(Saved data entries)
┌──
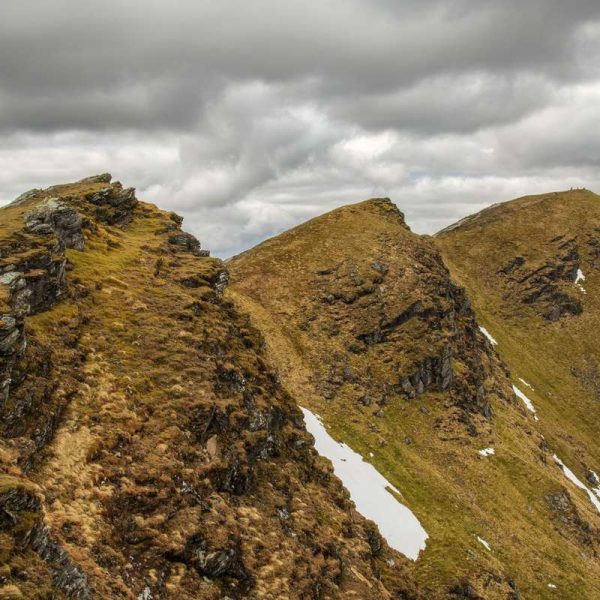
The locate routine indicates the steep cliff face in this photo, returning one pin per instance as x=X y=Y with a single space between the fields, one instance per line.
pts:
x=369 y=330
x=147 y=449
x=531 y=267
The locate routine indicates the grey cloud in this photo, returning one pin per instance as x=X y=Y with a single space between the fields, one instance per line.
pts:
x=250 y=117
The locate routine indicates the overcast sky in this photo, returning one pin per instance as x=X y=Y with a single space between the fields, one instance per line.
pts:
x=248 y=117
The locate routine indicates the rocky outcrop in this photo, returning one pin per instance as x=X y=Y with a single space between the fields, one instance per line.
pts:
x=54 y=217
x=21 y=519
x=170 y=460
x=547 y=287
x=114 y=204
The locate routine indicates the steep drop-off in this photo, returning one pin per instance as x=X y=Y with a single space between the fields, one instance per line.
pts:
x=367 y=329
x=147 y=449
x=532 y=267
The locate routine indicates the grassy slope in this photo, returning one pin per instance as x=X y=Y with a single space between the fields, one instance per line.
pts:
x=540 y=352
x=418 y=445
x=129 y=479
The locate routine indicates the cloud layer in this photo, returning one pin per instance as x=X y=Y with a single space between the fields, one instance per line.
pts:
x=248 y=118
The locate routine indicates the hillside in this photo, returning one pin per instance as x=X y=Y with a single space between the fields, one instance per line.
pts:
x=531 y=266
x=369 y=331
x=147 y=449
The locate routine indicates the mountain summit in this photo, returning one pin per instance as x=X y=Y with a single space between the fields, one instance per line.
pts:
x=147 y=449
x=369 y=330
x=348 y=410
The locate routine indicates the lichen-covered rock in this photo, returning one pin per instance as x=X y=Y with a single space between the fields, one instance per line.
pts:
x=53 y=216
x=115 y=205
x=102 y=178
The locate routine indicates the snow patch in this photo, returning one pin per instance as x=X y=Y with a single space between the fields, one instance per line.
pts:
x=528 y=403
x=572 y=477
x=488 y=335
x=484 y=543
x=370 y=491
x=487 y=452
└──
__What the task requires__. Give solely the number of lines in the data that contain the string "cloud".

__Exercise result__. 2